[[ Record set, beginning ]]
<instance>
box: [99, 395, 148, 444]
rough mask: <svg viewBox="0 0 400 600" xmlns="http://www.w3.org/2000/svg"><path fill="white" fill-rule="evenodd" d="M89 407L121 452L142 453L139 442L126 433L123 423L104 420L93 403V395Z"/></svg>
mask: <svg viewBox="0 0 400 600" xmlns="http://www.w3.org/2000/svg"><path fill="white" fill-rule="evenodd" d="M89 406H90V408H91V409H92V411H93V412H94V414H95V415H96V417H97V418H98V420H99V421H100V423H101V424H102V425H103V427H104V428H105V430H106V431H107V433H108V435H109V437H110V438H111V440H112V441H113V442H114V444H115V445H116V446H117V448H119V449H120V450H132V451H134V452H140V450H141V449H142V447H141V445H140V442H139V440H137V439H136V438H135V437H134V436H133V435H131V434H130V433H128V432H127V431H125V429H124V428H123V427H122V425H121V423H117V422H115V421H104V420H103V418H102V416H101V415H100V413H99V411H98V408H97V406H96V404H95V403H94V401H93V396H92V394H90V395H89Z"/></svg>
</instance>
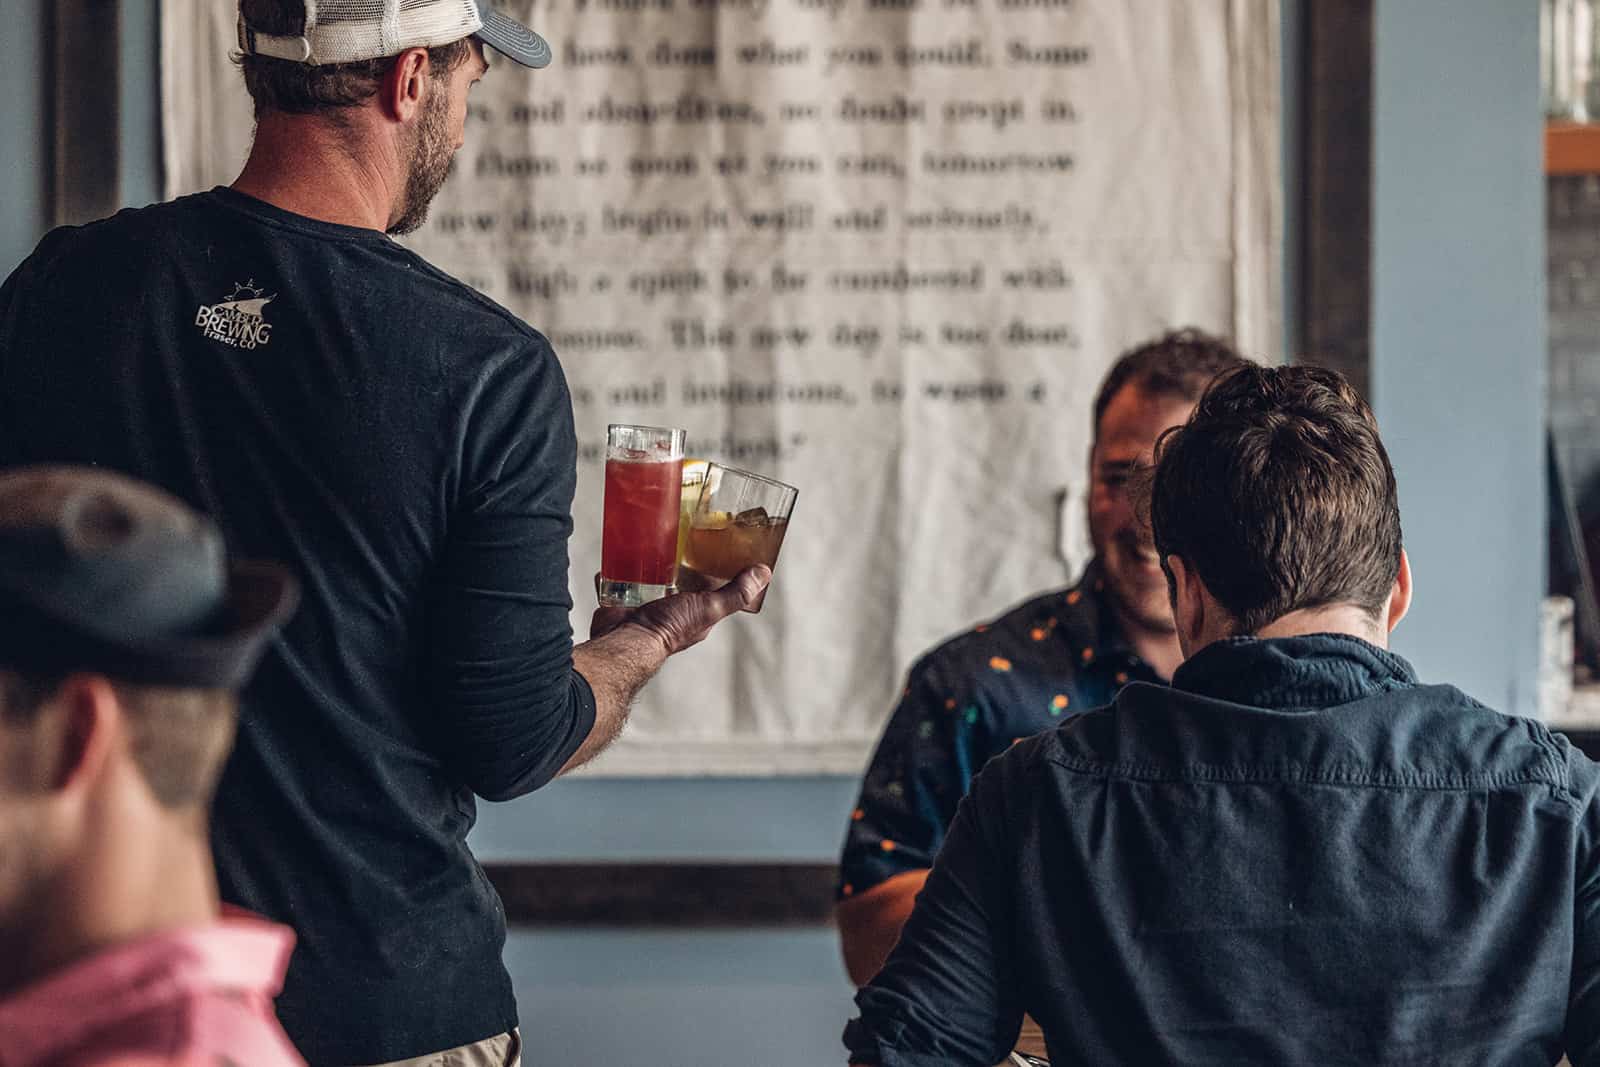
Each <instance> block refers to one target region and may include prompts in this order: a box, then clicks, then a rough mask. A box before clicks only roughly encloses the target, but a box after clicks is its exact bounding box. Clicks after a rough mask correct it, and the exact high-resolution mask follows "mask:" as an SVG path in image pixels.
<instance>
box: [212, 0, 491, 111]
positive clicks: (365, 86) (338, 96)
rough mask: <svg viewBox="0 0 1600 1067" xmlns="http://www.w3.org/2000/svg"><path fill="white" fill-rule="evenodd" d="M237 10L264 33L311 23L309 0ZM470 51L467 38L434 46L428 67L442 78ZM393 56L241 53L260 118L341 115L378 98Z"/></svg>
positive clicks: (294, 32) (240, 57)
mask: <svg viewBox="0 0 1600 1067" xmlns="http://www.w3.org/2000/svg"><path fill="white" fill-rule="evenodd" d="M238 10H240V14H242V16H243V18H245V22H246V24H248V26H250V27H251V29H254V30H258V32H262V34H274V35H280V37H290V35H296V34H299V32H301V30H302V29H304V26H306V3H304V0H238ZM469 51H470V50H469V46H467V42H466V40H464V38H462V40H456V42H450V43H448V45H437V46H434V48H429V50H427V62H429V70H430V72H432V74H434V77H435V78H443V77H445V75H448V74H450V72H451V70H454V69H456V67H459V66H461V64H462V62H466V61H467V54H469ZM394 62H395V59H394V56H386V58H382V59H362V61H358V62H330V64H322V66H315V67H312V66H307V64H304V62H291V61H286V59H272V58H270V56H245V54H242V56H238V66H240V69H242V70H243V72H245V88H246V90H250V99H253V101H254V102H256V118H261V117H262V115H266V114H269V112H285V114H290V115H314V114H325V115H338V112H339V110H342V109H346V107H357V106H360V104H365V102H366V101H370V99H373V96H376V94H378V86H379V85H382V80H384V75H386V74H389V69H390V67H392V66H394Z"/></svg>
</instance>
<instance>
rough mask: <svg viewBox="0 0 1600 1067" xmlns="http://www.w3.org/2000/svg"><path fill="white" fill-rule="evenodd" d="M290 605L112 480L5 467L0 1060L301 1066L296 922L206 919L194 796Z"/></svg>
mask: <svg viewBox="0 0 1600 1067" xmlns="http://www.w3.org/2000/svg"><path fill="white" fill-rule="evenodd" d="M293 600H294V585H293V582H291V579H290V577H288V576H286V573H283V571H282V569H278V568H275V566H267V565H259V563H258V565H245V563H235V565H234V566H232V569H229V568H227V566H226V565H224V558H222V545H221V539H219V537H218V534H216V531H214V530H213V528H211V526H210V523H206V522H205V520H202V518H200V517H197V515H194V514H192V512H189V509H186V507H182V506H181V504H179V502H178V501H173V499H171V498H166V496H165V494H160V493H155V491H152V490H147V488H144V486H141V485H138V483H134V482H131V480H128V478H122V477H117V475H109V474H99V472H93V470H83V469H70V467H30V469H19V470H16V472H11V474H5V475H0V1064H5V1067H34V1065H46V1064H133V1062H139V1064H186V1065H187V1064H222V1062H234V1064H250V1065H251V1067H280V1065H288V1064H299V1062H301V1059H299V1056H298V1054H296V1053H294V1048H293V1046H291V1045H290V1041H288V1037H286V1035H285V1033H283V1030H282V1029H280V1027H278V1024H277V1019H275V1016H274V1013H272V998H274V995H277V992H278V987H280V984H282V981H283V969H285V966H286V965H288V958H290V950H291V947H293V944H294V936H293V933H290V931H288V929H286V928H283V926H277V925H274V923H266V921H261V920H256V918H250V917H245V915H229V917H219V905H218V889H216V873H214V870H213V865H211V849H210V845H208V840H206V824H208V819H206V808H208V805H210V801H211V792H213V789H214V785H216V779H218V776H219V774H221V771H222V761H224V760H226V757H227V752H229V747H230V745H232V741H234V715H235V712H234V691H235V689H237V688H238V686H240V685H242V683H243V681H245V677H246V675H248V673H250V670H251V667H253V665H254V662H256V657H258V656H259V654H261V649H262V646H264V645H266V641H267V640H269V638H270V637H272V633H274V630H275V629H277V625H278V622H280V621H282V619H283V617H285V616H286V614H288V611H290V609H291V606H293Z"/></svg>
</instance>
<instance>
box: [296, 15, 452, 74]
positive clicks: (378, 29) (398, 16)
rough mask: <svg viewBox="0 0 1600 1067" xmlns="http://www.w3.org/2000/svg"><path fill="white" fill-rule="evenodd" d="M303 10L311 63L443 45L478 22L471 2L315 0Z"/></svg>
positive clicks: (426, 47) (306, 36)
mask: <svg viewBox="0 0 1600 1067" xmlns="http://www.w3.org/2000/svg"><path fill="white" fill-rule="evenodd" d="M306 14H307V29H306V37H307V38H309V40H310V62H314V64H326V62H355V61H358V59H378V58H379V56H394V54H397V53H400V51H405V50H406V48H432V46H434V45H448V43H450V42H453V40H461V38H462V37H470V35H472V34H477V32H478V29H480V27H482V26H483V21H482V19H480V18H478V5H477V3H475V2H474V0H317V3H315V5H312V3H307V5H306Z"/></svg>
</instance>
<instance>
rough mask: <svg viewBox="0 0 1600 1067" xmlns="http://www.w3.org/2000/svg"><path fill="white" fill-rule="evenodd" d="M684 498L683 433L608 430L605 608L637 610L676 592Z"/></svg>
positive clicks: (606, 465) (606, 445)
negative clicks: (678, 526)
mask: <svg viewBox="0 0 1600 1067" xmlns="http://www.w3.org/2000/svg"><path fill="white" fill-rule="evenodd" d="M682 494H683V430H672V429H662V427H658V426H611V427H610V429H608V430H606V450H605V523H603V531H602V536H600V582H598V593H600V603H603V605H614V606H622V608H637V606H638V605H643V603H650V601H651V600H659V598H661V597H666V595H667V593H674V592H677V563H678V502H680V499H682Z"/></svg>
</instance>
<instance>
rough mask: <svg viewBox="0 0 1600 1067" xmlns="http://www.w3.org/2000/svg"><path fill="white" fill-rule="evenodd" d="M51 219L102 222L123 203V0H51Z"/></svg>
mask: <svg viewBox="0 0 1600 1067" xmlns="http://www.w3.org/2000/svg"><path fill="white" fill-rule="evenodd" d="M50 8H51V16H53V18H51V24H50V34H51V48H50V61H51V98H50V102H51V125H53V126H54V142H53V146H51V149H53V150H51V216H53V218H54V222H56V224H58V226H61V224H74V222H88V221H91V219H99V218H104V216H107V214H110V213H112V211H115V210H117V206H118V205H120V202H122V187H120V181H118V162H120V157H118V149H120V139H122V138H120V128H118V112H120V109H118V98H120V69H122V64H120V61H118V46H120V42H122V34H120V29H122V18H120V8H122V5H120V3H118V0H53V3H51V5H50Z"/></svg>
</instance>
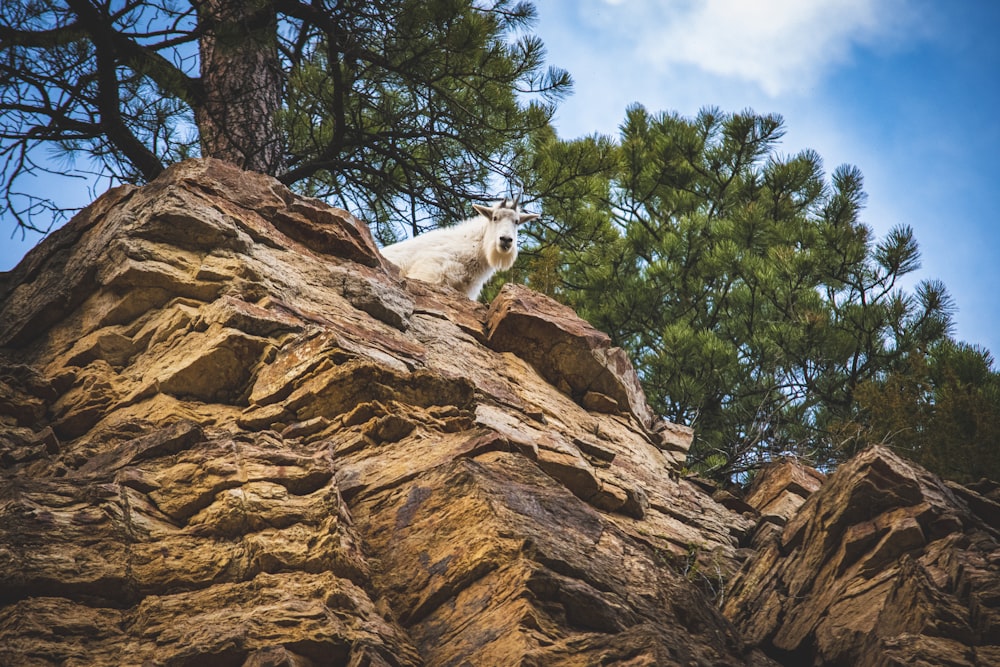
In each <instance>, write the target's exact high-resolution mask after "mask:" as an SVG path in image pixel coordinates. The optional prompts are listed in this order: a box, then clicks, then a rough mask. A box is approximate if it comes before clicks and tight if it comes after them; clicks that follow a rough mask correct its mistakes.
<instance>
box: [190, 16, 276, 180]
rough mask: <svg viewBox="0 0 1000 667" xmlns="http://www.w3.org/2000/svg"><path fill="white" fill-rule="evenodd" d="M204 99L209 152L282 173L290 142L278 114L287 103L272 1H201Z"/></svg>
mask: <svg viewBox="0 0 1000 667" xmlns="http://www.w3.org/2000/svg"><path fill="white" fill-rule="evenodd" d="M197 8H198V20H199V24H200V27H201V28H203V29H204V30H205V32H204V34H203V35H202V37H201V40H200V52H201V82H202V86H203V90H204V101H203V104H202V105H200V106H199V107H198V108H196V109H195V122H196V123H197V124H198V131H199V133H200V137H201V151H202V155H203V156H205V157H214V158H219V159H220V160H225V161H227V162H231V163H232V164H235V165H237V166H239V167H240V168H242V169H247V170H250V171H257V172H261V173H264V174H270V175H272V176H277V175H278V174H280V173H281V172H283V171H284V168H285V145H284V141H283V139H282V136H281V133H280V131H279V129H278V124H277V119H276V113H277V111H278V109H279V108H280V106H281V95H282V81H283V77H282V72H281V67H280V64H279V61H278V45H277V30H278V23H277V14H276V13H275V10H274V6H273V3H270V2H267V1H266V0H250V1H249V2H247V1H246V0H202V1H201V2H198V3H197Z"/></svg>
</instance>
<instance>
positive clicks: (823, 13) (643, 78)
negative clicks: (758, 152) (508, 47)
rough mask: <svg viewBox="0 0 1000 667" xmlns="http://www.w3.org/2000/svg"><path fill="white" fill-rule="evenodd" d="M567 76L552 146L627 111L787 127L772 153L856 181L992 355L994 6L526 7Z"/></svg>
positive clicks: (978, 340) (673, 1) (992, 326)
[[ Record set, end ]]
### Problem statement
Report each line of the material above that contains the string "negative".

### Finished task
negative clicks: (678, 526)
negative clicks: (758, 152) (508, 47)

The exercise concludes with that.